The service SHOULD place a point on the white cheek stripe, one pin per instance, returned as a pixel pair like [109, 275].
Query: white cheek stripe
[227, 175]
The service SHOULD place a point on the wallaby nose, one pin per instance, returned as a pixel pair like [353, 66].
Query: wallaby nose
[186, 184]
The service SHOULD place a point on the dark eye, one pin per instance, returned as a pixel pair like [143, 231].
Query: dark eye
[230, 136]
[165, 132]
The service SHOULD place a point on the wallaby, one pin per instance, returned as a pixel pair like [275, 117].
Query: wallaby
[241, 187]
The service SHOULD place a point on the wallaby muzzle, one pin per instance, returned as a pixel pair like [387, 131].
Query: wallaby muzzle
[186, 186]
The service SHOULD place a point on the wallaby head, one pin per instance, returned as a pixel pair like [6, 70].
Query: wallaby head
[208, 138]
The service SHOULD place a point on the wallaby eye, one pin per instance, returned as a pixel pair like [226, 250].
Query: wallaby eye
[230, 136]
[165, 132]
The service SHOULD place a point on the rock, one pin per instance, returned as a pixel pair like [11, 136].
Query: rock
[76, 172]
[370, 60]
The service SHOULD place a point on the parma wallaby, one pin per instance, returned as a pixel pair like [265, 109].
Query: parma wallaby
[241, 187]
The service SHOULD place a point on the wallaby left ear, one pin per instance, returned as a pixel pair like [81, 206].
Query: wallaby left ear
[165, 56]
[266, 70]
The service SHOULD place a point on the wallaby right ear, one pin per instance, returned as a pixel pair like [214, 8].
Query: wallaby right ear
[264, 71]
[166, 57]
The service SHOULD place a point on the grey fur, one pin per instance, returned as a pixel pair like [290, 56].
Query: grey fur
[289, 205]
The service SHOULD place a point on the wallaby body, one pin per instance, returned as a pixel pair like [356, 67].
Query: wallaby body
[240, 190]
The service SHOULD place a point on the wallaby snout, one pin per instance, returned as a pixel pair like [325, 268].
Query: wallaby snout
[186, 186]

::::::::::

**Work to complete:**
Starting with the first line of the listing above and ending with the line that holds "The service SHOULD place a point on the wallaby nose, one", return those lines exactly as written, both included.

**Written response:**
The service SHOULD place a point on the white cheek stripe, one pin per instance, returned as a pixel pair like [109, 275].
Query: white cheek stripe
[227, 175]
The service SHOULD place a point on the wallaby nose, one pin per instance, returned as a pixel pair like [353, 66].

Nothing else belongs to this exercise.